Supplied material =>
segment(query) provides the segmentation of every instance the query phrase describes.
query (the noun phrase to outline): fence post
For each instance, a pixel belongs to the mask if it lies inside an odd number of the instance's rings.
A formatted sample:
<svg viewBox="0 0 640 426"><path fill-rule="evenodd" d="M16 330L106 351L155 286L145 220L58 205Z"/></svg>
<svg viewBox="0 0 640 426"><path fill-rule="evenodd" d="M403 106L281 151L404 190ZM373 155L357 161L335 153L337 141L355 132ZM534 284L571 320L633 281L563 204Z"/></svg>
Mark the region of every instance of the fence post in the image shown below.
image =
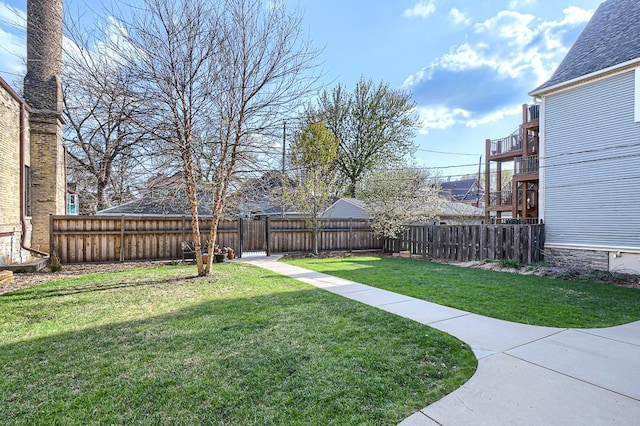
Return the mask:
<svg viewBox="0 0 640 426"><path fill-rule="evenodd" d="M125 228L125 216L120 217L120 262L124 262L124 228Z"/></svg>
<svg viewBox="0 0 640 426"><path fill-rule="evenodd" d="M238 219L238 258L242 259L242 250L244 249L244 219Z"/></svg>
<svg viewBox="0 0 640 426"><path fill-rule="evenodd" d="M267 256L271 256L271 251L269 250L269 216L265 219L264 234Z"/></svg>
<svg viewBox="0 0 640 426"><path fill-rule="evenodd" d="M349 218L349 253L353 251L353 218Z"/></svg>
<svg viewBox="0 0 640 426"><path fill-rule="evenodd" d="M49 213L49 257L53 257L53 250L53 215ZM60 259L59 254L58 259Z"/></svg>

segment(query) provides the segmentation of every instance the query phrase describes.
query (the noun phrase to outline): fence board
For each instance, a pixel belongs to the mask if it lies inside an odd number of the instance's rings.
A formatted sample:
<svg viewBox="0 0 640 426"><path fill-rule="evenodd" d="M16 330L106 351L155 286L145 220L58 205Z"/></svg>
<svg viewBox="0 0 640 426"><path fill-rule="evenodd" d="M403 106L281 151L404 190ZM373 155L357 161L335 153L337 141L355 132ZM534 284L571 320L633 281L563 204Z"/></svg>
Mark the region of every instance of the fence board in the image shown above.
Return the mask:
<svg viewBox="0 0 640 426"><path fill-rule="evenodd" d="M543 260L544 225L428 225L410 226L385 241L388 251L451 261L513 259L520 264Z"/></svg>
<svg viewBox="0 0 640 426"><path fill-rule="evenodd" d="M245 250L266 248L266 223L245 223ZM62 263L181 259L182 242L191 240L188 218L53 216L52 249ZM248 225L247 225L248 223ZM240 248L239 221L220 221L218 245ZM201 220L208 239L211 222ZM271 253L308 252L313 233L303 220L269 221ZM399 238L379 239L366 220L325 220L319 250L411 250L424 257L471 261L514 259L521 264L542 260L543 225L410 226Z"/></svg>
<svg viewBox="0 0 640 426"><path fill-rule="evenodd" d="M240 221L220 221L217 244L240 248ZM243 221L243 245L247 250L266 249L264 221ZM142 216L52 216L52 250L62 263L117 262L130 260L181 259L182 242L190 241L188 217ZM272 253L305 252L312 249L312 232L302 220L270 220ZM202 241L209 238L211 221L201 218ZM379 250L367 220L323 221L322 251Z"/></svg>

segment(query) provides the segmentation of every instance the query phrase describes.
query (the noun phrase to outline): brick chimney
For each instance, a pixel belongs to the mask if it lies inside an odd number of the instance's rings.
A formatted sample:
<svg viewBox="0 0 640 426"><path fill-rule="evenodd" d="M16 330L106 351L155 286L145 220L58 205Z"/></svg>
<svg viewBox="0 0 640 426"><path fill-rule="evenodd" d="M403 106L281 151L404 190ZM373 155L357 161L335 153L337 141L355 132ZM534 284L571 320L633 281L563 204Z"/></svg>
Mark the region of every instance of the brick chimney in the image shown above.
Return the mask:
<svg viewBox="0 0 640 426"><path fill-rule="evenodd" d="M49 215L66 208L62 143L62 0L27 0L24 97L31 151L31 247L49 252Z"/></svg>
<svg viewBox="0 0 640 426"><path fill-rule="evenodd" d="M27 1L27 75L31 107L62 112L62 0Z"/></svg>

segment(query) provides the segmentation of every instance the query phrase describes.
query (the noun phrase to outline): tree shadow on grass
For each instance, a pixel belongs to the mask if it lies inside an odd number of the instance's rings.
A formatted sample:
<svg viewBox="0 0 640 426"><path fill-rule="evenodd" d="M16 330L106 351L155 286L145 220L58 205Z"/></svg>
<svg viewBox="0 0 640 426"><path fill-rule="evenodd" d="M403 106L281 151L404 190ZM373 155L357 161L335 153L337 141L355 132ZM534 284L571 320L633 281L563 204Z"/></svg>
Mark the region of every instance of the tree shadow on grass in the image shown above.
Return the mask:
<svg viewBox="0 0 640 426"><path fill-rule="evenodd" d="M78 285L64 285L48 288L47 284L28 287L22 290L16 290L11 293L0 294L0 301L19 301L19 300L37 300L46 299L52 297L69 296L73 294L81 293L93 293L100 291L111 291L124 288L136 288L136 287L153 287L157 285L179 283L185 280L193 280L198 278L197 275L180 275L175 277L167 277L157 280L139 279L135 282L131 280L121 280L113 283L104 283L99 281L99 277L96 277L96 281L85 282ZM87 281L83 278L82 281ZM55 285L55 282L54 282Z"/></svg>
<svg viewBox="0 0 640 426"><path fill-rule="evenodd" d="M444 333L303 286L3 344L0 365L9 423L342 425L395 424L476 361Z"/></svg>

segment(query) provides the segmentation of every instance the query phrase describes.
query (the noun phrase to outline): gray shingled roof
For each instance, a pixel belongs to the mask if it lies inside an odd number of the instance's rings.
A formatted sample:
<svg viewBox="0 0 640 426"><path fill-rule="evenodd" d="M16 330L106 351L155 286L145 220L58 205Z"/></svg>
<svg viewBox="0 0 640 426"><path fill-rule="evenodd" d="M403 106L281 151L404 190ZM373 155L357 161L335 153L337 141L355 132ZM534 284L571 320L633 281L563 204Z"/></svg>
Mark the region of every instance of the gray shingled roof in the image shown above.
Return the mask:
<svg viewBox="0 0 640 426"><path fill-rule="evenodd" d="M477 201L478 191L474 190L477 179L464 179L442 182L442 194L451 197L453 201Z"/></svg>
<svg viewBox="0 0 640 426"><path fill-rule="evenodd" d="M530 94L639 58L640 1L607 0L598 7L551 78Z"/></svg>
<svg viewBox="0 0 640 426"><path fill-rule="evenodd" d="M189 202L183 196L145 196L120 206L109 207L96 213L100 216L191 216ZM199 206L198 214L211 216L211 209Z"/></svg>

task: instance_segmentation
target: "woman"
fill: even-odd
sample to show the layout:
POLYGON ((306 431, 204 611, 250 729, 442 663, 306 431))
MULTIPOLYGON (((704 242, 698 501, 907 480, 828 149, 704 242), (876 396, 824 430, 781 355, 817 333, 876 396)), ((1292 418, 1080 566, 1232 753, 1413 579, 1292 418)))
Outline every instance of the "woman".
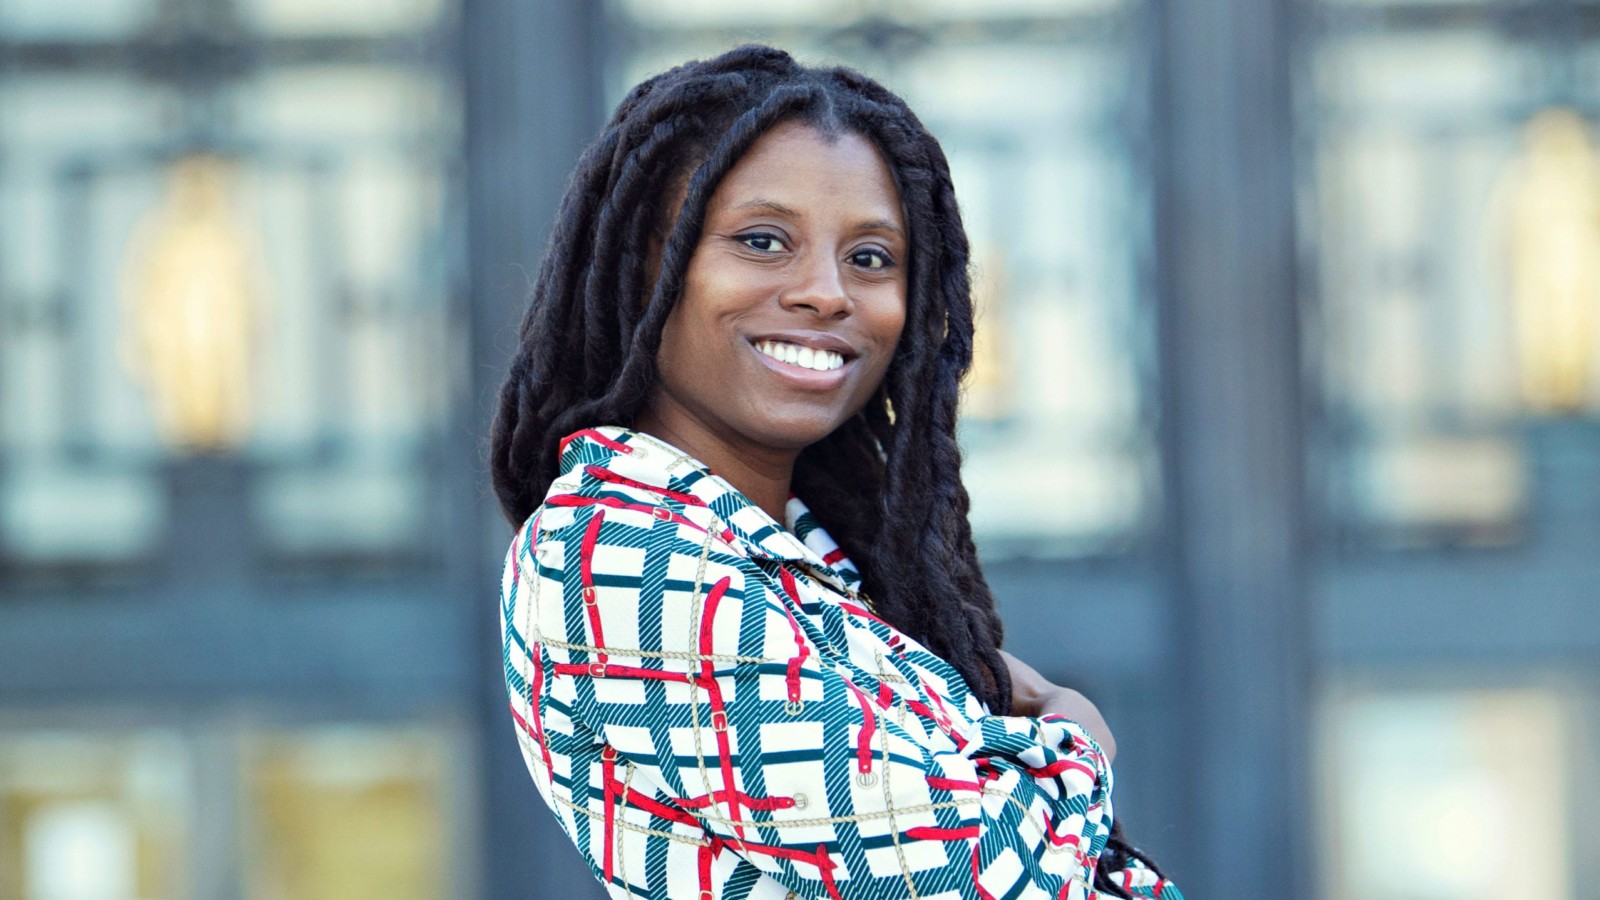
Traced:
POLYGON ((967 262, 905 104, 771 48, 579 162, 492 468, 522 749, 613 895, 1179 897, 1094 706, 999 649, 967 262))

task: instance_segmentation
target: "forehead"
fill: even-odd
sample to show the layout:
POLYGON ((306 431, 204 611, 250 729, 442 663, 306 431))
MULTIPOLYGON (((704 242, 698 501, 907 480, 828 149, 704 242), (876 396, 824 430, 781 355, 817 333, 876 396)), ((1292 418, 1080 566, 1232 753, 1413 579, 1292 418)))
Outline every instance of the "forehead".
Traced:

What you should do =>
Extract every line from the records above that contains the word "forehead".

Solution below =>
target: "forehead"
Outline every instance of the "forehead".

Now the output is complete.